# Prompt
Which lines run from the line with "Target: skyscraper" through the line with "Target: glass office tower" in the entries below? Print them exactly, both ends included, and nothing more.
━━━ Data provided
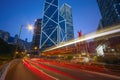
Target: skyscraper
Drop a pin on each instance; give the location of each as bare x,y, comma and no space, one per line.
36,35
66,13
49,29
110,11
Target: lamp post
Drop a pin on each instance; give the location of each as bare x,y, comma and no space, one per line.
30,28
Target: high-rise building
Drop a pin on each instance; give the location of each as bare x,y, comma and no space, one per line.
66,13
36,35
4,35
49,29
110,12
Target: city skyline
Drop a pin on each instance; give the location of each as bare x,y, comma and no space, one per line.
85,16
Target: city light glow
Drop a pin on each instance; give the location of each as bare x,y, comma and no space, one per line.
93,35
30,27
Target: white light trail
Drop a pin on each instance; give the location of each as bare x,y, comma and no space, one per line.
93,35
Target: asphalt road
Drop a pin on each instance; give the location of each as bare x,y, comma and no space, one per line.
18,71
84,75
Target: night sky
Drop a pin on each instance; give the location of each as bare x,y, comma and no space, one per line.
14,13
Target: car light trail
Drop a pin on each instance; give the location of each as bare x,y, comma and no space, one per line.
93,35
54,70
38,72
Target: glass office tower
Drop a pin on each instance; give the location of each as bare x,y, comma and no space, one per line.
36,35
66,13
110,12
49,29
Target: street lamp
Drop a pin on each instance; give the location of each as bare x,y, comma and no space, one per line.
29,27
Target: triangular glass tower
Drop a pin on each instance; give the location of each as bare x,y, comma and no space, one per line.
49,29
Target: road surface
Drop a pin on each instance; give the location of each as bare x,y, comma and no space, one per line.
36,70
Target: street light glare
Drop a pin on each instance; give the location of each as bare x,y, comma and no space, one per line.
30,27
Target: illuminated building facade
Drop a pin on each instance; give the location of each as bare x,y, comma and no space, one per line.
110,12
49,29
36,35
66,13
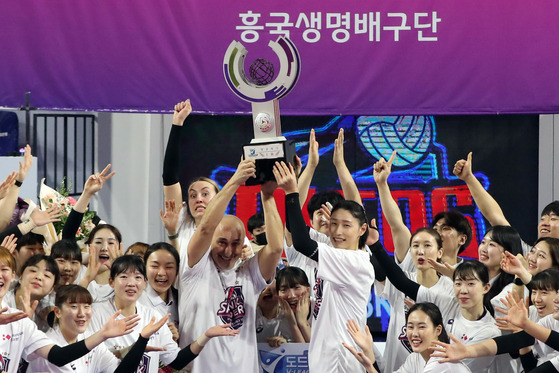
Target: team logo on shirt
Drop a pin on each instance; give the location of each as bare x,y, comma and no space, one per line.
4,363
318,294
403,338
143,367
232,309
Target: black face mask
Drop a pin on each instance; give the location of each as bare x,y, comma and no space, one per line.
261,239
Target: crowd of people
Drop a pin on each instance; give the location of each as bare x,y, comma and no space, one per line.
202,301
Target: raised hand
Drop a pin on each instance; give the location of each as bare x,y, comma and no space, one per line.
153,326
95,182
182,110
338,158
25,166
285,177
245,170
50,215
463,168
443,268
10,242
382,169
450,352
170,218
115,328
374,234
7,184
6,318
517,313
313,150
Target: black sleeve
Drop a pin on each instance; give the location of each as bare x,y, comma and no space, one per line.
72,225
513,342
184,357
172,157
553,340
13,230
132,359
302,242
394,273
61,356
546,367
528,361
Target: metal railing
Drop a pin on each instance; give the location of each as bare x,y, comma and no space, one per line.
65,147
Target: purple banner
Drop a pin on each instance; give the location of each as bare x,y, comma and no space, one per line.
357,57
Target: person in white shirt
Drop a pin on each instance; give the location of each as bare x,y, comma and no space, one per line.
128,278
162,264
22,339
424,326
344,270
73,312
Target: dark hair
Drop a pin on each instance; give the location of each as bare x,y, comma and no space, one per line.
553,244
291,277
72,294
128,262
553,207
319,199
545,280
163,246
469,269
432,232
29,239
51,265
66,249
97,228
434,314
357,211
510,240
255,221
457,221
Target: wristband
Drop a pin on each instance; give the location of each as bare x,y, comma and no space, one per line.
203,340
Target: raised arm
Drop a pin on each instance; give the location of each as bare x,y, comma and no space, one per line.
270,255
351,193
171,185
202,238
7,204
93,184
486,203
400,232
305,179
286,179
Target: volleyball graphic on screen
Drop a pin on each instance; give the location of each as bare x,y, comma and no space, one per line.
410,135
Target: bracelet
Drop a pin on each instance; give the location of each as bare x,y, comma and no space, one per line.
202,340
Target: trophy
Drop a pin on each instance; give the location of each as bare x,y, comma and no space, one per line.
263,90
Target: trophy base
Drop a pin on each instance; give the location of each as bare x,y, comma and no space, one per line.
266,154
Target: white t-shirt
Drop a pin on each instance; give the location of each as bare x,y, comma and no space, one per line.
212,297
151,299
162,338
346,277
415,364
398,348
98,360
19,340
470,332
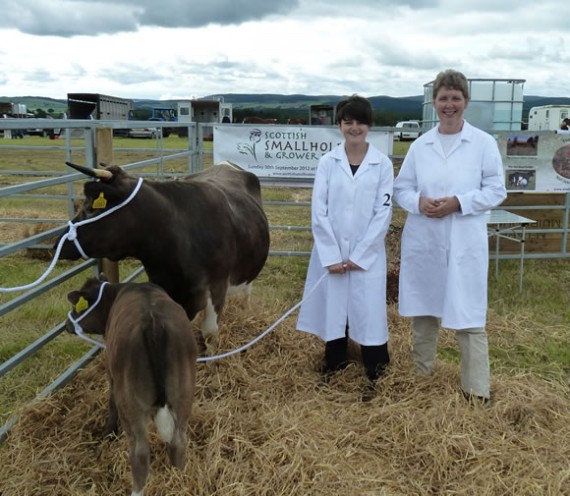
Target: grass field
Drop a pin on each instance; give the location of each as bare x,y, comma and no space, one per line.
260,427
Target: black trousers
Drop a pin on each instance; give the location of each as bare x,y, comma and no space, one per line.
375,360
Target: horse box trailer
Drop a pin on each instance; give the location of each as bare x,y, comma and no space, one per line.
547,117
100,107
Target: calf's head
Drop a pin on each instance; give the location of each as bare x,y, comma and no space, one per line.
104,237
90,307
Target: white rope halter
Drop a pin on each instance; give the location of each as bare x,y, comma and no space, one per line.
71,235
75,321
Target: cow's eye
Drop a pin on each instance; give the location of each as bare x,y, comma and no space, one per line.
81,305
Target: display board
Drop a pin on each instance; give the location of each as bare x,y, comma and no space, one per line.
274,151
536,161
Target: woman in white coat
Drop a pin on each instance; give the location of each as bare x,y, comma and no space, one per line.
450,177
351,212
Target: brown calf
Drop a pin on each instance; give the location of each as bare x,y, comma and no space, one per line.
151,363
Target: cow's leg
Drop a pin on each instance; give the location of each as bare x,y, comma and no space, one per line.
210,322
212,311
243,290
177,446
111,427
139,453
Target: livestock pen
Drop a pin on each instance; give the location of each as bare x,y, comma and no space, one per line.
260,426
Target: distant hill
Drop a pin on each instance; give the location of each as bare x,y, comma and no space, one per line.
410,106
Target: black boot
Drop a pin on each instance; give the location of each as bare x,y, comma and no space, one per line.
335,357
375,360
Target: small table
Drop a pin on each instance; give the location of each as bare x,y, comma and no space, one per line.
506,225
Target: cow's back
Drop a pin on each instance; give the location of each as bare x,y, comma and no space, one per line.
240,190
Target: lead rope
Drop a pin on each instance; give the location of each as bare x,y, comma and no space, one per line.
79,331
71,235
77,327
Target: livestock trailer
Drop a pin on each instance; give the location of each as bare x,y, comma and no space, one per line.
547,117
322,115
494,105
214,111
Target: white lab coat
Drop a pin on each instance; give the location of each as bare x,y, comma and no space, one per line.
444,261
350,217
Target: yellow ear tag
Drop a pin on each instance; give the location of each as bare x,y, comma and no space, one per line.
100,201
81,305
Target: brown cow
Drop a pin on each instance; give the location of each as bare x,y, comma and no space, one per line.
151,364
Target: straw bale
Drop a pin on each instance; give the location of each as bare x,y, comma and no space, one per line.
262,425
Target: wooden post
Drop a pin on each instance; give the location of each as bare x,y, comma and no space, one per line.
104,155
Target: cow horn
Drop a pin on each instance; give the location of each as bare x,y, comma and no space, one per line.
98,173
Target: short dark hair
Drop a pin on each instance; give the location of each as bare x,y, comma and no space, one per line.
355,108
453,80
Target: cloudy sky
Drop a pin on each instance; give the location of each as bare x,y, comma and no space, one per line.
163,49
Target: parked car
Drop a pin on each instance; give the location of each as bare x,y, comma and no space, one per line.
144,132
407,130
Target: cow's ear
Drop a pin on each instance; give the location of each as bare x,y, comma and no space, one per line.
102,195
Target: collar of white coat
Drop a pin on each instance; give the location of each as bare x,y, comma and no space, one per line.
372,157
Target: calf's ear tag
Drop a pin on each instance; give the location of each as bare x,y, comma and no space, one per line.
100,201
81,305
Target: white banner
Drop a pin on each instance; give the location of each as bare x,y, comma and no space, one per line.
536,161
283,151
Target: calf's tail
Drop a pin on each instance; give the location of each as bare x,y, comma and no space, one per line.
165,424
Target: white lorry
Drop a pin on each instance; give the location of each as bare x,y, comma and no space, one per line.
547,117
━━━━━━
━━━ Data provided
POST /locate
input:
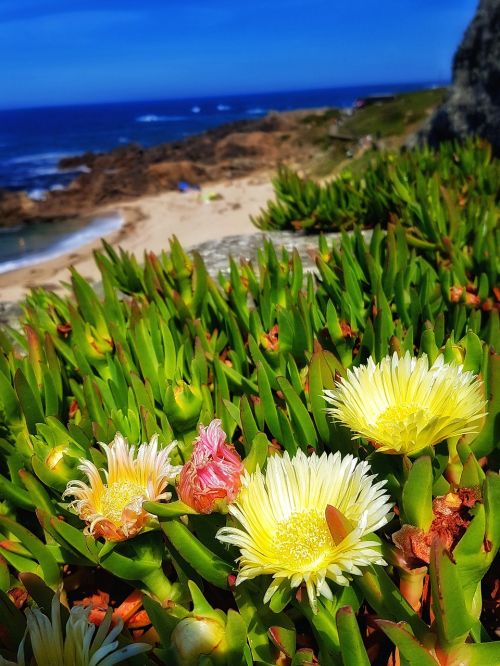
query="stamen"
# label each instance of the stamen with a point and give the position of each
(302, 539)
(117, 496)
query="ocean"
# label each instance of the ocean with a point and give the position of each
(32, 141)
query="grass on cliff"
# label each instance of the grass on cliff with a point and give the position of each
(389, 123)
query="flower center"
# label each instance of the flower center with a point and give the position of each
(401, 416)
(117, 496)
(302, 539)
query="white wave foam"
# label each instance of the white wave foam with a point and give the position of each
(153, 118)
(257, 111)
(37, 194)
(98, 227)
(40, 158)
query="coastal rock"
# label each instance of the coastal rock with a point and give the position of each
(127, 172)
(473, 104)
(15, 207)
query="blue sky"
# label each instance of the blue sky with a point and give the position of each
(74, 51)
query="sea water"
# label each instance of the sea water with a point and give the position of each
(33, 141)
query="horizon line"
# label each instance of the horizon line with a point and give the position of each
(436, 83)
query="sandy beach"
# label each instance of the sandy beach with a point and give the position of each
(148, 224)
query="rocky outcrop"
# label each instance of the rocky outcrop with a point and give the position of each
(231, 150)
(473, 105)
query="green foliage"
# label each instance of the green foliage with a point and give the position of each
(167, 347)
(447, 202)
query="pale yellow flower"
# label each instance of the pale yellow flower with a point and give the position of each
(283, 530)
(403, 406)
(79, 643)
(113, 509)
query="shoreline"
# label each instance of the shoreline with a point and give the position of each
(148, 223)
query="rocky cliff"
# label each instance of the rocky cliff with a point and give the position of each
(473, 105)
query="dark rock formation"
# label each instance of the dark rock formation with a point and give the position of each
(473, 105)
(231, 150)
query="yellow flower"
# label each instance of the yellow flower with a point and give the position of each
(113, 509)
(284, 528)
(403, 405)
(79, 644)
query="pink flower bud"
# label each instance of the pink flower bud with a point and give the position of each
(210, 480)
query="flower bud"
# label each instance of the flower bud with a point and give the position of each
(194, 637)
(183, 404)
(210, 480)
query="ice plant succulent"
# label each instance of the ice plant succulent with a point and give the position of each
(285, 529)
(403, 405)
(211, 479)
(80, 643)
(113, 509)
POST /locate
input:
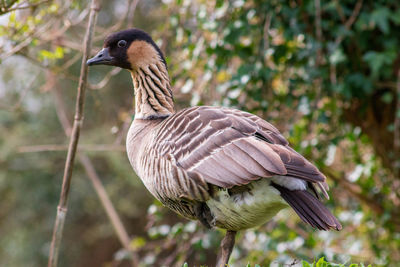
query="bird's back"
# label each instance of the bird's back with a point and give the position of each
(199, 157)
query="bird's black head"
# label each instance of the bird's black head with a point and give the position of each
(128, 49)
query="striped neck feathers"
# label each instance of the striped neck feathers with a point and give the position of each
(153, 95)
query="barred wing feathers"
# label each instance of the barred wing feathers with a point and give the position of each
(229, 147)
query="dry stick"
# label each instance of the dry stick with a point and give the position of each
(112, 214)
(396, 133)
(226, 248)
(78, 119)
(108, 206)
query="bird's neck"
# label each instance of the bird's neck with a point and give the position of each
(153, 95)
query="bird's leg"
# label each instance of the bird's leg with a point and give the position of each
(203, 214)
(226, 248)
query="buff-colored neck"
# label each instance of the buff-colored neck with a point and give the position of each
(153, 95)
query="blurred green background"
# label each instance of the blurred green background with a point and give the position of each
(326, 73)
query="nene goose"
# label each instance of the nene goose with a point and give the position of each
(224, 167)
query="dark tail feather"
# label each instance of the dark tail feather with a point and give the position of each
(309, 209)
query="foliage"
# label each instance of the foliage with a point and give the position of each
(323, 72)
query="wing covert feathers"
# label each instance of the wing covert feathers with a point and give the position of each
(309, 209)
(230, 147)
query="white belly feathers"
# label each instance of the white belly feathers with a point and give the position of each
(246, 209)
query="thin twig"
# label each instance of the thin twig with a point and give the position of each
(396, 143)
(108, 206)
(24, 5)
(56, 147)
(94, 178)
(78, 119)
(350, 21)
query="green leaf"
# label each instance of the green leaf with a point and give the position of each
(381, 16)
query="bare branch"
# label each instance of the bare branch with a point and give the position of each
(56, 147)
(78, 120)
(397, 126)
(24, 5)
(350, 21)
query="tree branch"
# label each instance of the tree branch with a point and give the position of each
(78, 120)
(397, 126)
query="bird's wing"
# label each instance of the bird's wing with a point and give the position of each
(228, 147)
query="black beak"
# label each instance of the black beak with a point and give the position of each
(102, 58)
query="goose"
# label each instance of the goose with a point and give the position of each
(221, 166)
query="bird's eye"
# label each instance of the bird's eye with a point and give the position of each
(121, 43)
━━━━━━
# The answer
Target: skyscraper
Drop a pin on each instance; give the location of each as bare x,y, comma and no space, one per line.
36,35
66,13
49,29
110,11
Target: lamp post
Drop a pin on each instance; give the location of each as bare x,y, comma and no space, one per line.
30,28
Target: high-rise building
Drop a pin on each instance; give the location of each as bare x,y, comma and no space, one per line.
66,13
36,35
4,35
49,29
110,12
Target: city skyline
Drop a pin on each instance; give the location of each as bare x,y, comma and no space, one per line.
85,16
Target: city light glow
Drop a pin on each instance; give the location of each as bare x,y, comma and no space, one per line.
93,35
30,27
Target: white light trail
Drop a pin on each instance; give the location of each as bare x,y, comma and no space, one per line.
93,35
Target: asphalt road
Drop a pin on each instance; give the location of each as bare x,y, comma and no space, one per line.
18,71
84,75
Target: night sky
Drop a pin on each instance; give the location of each as bare x,y, comma and no space, one per line.
14,13
Target: car light trail
Drop a pin on each instance; give the location of each as bare x,y, comma and no space, one per line.
93,35
54,70
38,72
Target: glass office tower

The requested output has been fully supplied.